GIVEN RECORDS »
* * *

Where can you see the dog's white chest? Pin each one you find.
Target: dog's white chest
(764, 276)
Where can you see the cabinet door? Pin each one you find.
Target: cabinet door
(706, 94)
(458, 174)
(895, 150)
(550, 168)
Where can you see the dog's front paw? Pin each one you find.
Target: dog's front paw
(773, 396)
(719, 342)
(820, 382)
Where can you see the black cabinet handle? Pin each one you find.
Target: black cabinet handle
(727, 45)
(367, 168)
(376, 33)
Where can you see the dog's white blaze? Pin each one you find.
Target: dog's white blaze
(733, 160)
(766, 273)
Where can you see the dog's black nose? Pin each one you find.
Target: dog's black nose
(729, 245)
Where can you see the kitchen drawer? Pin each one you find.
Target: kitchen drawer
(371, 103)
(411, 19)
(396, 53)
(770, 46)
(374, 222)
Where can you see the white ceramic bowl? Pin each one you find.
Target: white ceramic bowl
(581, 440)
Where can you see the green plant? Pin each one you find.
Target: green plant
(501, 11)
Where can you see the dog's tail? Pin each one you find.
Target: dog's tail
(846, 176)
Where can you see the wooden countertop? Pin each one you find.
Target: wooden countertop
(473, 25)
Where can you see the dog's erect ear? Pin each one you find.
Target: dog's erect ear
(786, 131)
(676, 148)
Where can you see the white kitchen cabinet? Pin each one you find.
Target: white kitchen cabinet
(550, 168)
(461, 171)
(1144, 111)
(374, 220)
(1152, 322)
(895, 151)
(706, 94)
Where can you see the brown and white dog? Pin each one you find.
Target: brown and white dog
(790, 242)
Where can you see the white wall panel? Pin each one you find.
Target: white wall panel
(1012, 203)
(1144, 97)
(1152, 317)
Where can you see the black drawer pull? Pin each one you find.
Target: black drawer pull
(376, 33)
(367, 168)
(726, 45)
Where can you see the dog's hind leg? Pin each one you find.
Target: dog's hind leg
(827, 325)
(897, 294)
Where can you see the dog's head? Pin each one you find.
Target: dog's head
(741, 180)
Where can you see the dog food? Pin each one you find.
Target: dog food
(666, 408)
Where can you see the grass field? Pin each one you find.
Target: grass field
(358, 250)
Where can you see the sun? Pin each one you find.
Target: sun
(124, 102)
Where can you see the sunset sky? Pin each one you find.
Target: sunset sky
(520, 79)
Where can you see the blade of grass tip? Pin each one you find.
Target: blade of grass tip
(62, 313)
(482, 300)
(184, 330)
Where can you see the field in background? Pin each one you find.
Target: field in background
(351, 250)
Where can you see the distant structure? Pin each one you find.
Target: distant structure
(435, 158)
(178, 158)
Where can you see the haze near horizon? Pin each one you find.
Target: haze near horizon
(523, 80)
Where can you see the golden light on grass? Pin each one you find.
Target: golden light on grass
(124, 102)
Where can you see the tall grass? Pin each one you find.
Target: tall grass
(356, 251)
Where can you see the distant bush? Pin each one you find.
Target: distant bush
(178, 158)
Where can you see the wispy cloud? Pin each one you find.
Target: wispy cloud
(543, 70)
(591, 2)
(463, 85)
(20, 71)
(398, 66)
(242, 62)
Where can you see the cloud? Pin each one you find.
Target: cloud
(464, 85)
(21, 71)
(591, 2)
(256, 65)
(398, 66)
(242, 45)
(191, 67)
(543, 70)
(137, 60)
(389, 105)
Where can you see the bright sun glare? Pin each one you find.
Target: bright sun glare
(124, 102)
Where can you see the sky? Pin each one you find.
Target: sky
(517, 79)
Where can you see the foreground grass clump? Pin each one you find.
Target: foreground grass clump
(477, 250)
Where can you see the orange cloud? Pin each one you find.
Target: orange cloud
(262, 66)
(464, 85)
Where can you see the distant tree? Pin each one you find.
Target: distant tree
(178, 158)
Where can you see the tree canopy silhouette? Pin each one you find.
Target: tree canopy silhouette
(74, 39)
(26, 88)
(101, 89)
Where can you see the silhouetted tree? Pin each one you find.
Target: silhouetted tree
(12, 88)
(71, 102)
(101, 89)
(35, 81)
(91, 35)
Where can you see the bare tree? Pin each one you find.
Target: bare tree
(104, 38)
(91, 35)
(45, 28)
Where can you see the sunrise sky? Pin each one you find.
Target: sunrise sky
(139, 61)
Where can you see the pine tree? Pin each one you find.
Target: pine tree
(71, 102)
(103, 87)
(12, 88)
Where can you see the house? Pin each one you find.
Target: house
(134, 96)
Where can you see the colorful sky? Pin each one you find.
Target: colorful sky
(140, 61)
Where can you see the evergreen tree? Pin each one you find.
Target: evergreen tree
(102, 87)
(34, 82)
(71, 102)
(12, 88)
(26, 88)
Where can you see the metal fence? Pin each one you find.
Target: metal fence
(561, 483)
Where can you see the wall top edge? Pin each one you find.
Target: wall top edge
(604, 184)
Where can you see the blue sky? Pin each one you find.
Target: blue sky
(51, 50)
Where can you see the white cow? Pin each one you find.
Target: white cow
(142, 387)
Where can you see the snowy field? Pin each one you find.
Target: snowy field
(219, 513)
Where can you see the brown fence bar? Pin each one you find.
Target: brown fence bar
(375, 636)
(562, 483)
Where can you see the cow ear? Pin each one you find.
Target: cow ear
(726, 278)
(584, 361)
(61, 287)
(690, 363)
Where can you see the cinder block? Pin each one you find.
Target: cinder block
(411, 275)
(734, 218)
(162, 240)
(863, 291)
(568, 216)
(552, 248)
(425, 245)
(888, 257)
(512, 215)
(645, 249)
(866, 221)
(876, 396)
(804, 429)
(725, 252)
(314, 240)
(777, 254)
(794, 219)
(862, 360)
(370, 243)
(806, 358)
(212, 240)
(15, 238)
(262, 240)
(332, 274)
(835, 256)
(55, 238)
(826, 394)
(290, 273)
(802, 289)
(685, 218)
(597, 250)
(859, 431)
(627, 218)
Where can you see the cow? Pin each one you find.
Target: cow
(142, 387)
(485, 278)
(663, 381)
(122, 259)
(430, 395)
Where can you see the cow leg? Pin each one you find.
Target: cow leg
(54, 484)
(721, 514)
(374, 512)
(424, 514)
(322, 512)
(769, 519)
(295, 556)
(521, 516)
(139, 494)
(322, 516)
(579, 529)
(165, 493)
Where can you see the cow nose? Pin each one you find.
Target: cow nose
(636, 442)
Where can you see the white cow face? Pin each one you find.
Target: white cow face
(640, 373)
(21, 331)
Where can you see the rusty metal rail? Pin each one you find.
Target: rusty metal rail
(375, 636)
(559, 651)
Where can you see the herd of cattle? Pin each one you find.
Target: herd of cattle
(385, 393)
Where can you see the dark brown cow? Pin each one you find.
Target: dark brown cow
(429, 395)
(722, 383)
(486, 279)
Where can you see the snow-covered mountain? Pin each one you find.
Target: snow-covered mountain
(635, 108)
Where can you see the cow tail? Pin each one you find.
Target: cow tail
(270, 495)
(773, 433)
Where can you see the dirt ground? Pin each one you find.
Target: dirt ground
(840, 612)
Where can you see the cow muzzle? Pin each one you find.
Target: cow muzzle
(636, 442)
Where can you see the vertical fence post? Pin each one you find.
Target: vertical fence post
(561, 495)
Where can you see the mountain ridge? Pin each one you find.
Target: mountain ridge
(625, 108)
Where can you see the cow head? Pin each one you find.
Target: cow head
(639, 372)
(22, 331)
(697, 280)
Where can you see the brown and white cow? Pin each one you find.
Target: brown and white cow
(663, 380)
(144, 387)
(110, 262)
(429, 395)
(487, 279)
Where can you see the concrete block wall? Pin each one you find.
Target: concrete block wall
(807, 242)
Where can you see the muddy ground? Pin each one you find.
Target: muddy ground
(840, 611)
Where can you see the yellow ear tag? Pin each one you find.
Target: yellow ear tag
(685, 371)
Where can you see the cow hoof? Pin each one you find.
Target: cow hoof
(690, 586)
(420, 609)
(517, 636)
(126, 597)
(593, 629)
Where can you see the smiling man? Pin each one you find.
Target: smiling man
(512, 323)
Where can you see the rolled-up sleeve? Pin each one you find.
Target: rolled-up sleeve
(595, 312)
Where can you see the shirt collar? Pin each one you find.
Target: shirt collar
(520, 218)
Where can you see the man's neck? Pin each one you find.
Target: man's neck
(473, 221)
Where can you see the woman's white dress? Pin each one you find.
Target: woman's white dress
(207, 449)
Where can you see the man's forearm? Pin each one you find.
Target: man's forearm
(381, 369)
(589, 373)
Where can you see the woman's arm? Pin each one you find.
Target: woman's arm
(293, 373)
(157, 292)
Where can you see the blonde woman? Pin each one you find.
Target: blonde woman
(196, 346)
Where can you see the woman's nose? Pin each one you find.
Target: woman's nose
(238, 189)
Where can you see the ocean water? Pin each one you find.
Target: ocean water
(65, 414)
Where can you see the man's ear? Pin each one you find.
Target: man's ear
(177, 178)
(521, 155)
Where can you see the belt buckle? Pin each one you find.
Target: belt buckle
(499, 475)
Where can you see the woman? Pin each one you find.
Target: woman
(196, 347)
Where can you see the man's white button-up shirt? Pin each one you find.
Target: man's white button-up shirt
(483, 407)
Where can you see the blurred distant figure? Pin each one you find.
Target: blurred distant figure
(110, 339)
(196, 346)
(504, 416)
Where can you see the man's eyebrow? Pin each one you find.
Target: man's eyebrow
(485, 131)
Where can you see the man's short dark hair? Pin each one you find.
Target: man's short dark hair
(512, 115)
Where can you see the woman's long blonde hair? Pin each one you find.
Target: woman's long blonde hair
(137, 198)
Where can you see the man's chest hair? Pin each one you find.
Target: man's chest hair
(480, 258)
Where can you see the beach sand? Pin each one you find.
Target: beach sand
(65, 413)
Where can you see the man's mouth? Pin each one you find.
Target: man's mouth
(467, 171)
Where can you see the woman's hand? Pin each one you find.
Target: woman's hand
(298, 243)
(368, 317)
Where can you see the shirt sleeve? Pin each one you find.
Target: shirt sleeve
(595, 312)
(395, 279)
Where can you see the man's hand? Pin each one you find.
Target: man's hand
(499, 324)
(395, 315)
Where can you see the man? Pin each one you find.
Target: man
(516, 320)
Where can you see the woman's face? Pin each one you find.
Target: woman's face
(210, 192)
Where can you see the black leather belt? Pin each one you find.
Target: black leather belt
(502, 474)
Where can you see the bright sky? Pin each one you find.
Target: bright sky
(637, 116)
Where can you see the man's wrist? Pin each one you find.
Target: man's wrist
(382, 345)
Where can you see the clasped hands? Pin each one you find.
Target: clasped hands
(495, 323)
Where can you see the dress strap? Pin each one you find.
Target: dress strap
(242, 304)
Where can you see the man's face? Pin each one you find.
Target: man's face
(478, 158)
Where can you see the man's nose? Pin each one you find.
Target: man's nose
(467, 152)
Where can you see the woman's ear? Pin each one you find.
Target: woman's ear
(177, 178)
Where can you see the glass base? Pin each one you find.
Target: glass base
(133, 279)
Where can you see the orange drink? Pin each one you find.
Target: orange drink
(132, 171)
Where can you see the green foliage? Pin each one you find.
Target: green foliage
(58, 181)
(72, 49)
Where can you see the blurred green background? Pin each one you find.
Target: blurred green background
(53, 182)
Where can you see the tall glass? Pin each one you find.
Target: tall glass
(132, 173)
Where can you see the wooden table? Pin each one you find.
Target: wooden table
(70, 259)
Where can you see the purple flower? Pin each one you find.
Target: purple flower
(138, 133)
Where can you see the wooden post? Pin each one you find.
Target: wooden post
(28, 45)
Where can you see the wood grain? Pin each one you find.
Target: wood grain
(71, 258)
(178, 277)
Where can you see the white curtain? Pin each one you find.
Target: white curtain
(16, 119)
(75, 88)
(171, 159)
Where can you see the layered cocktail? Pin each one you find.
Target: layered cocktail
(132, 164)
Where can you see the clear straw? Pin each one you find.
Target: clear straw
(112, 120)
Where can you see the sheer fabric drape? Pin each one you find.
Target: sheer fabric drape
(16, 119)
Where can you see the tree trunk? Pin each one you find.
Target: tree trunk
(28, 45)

* * *

PROBLEM STATEMENT » Restate word for word the lines above, beginning with the one that contains "Where can you see the woman's ear?" and ending with the last line.

RESULT OF THE TASK »
Where can you see the woman's ear? Pin each one you find.
Target: woman's ear
(177, 178)
Where can you see the glass base? Pin each one you find.
Target: glass base
(133, 279)
Where can you see the orange drink? Pin each one you find.
Target: orange drink
(132, 171)
Where can you see the green foliage? Pin each one you find.
Target: green foliage
(58, 181)
(72, 49)
Where can you see the blurred green background? Pin each one you find.
Target: blurred green background
(53, 182)
Where can you see the tall glass? Pin each one you find.
Target: tall glass
(132, 173)
Where can you see the wooden table? Pin each one you find.
Target: wooden table
(70, 259)
Where can you see the purple flower? Pin each one you find.
Target: purple flower
(138, 133)
Where can you see the wooden post? Pin each one you find.
Target: wooden post
(28, 45)
Where can you see the wood grain? Pin each one you find.
Target: wood grain
(71, 258)
(178, 277)
Where can you see the white curtain? Pin each one you find.
Target: white curtain
(16, 119)
(75, 88)
(171, 159)
Where can you see the layered cocktail? Pin each one you find.
Target: layered cocktail
(132, 164)
Where can you see the clear straw? Pin each one you find.
Target: clear straw
(112, 120)
Where can you see the sheer fabric drape? Pin each one you find.
Target: sheer fabric drape
(16, 119)
Where can you see the tree trunk? Pin each one you find.
Target: tree trunk
(28, 45)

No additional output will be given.